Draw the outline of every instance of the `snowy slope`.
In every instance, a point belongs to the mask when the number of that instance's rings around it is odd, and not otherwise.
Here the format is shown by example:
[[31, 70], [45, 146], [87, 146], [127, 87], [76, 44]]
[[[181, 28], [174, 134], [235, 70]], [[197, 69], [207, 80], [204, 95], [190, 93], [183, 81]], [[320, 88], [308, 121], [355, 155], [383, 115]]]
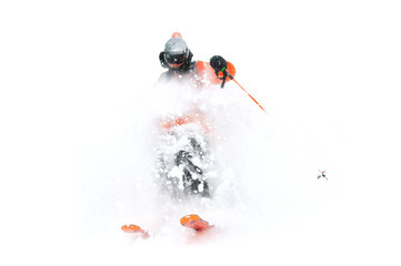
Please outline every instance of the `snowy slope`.
[[[400, 264], [395, 1], [18, 1], [0, 23], [1, 265]], [[204, 92], [223, 181], [207, 203], [150, 178], [152, 117], [186, 102], [153, 86], [177, 30], [270, 113], [232, 82]], [[193, 212], [215, 234], [179, 225]]]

- - -

» **Exercise directions**
List the lines from the start of the records through the line containing "155], [383, 115]]]" as a numbered list, leaving out blank lines.

» **Response**
1. Draw the outline of every instance of the `snowy slope`.
2. In every instance, a point belongs to the mask when the number of that instance's rings around it is odd, and not otherwise.
3. Here the format is shown by example:
4. [[31, 70], [45, 146], [87, 146], [127, 87], [76, 44]]
5. [[[181, 28], [174, 134], [235, 70]], [[197, 69], [207, 80], [204, 95], [190, 93], [183, 81]], [[320, 88], [308, 121], [355, 155], [383, 115]]]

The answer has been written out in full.